▶ [Task item]: Give back every line of the material exactly, as it appears below.

▶ [Records for processing]:
--------

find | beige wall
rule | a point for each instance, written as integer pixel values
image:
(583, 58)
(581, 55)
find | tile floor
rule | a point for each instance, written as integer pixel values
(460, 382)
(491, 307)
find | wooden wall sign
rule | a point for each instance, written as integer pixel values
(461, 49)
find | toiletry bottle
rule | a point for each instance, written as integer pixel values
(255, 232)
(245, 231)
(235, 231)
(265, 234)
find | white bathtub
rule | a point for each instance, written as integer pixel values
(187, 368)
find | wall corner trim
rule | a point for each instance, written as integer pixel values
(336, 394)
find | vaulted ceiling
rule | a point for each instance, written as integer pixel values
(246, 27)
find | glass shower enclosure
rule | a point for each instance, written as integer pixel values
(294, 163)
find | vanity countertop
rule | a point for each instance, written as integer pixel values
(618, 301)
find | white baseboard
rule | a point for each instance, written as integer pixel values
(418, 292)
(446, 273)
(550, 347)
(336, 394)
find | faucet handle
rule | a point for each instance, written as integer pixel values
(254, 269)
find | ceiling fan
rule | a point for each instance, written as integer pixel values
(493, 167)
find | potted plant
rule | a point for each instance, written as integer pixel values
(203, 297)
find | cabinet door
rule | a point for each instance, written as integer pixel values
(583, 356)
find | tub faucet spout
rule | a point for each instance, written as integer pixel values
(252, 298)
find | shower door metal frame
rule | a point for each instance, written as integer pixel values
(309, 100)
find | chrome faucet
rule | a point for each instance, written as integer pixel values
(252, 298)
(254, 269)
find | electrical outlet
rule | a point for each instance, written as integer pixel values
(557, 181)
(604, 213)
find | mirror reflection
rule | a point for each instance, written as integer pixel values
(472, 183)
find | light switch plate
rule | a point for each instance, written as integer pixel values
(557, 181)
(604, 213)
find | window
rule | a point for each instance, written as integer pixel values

--------

▶ [Output of the task]:
find | beige wall
rule | a point for each instance, written as integer pixel values
image:
(583, 58)
(581, 55)
find | tile floor
rule | a point for each instance, written as integer pixel values
(460, 382)
(491, 307)
find | wooden wall sign
rule | a point for each instance, written as integer pixel values
(461, 49)
find | toiletry bottle
rule | a point for each instance, written as integer pixel values
(255, 232)
(245, 231)
(235, 231)
(265, 234)
find | white bathtub
rule | a point for each instance, written as integer pixel values
(187, 368)
find | wall corner trim
rule | a point for each instance, written as integer pixel values
(336, 394)
find | vaulted ceiling
rule | a point for each instance, written as integer pixel values
(246, 27)
find | glass shower enclosure
rule | a point for each instance, written as integer pixel values
(294, 163)
find | vanity countertop
rule | a point for each instance, written as integer pixel values
(618, 301)
find | white baseboard
rule | a point for each instance, written as integer pixel values
(418, 292)
(446, 273)
(550, 347)
(336, 394)
find | faucet handle
rule | a point for each instance, written as integer pixel values
(254, 269)
find | ceiling fan
rule | a point for each instance, written as integer pixel values
(493, 167)
find | potted plant
rule | a point for each instance, written as integer pixel values
(203, 297)
find | cabinet door
rule | a point for each instance, written as integer pixel values
(583, 356)
find | tub faucet spout
rule | a point for each instance, written as integer pixel values
(252, 298)
find | shower door metal frame
rule | a point for each instance, written as integer pixel values
(309, 100)
find | chrome faucet
rule | a point for each instance, written as integer pixel values
(252, 298)
(254, 269)
find | electrical outlet
rule | a point for each instance, written as integer pixel values
(557, 181)
(604, 213)
find | mirror reflection
rule | a point for each instance, written as integer pixel values
(472, 183)
find | light switch plate
rule | a point for each instance, written as integer pixel values
(557, 181)
(604, 213)
find | window
rule | a point for each instance, written as integer pixel values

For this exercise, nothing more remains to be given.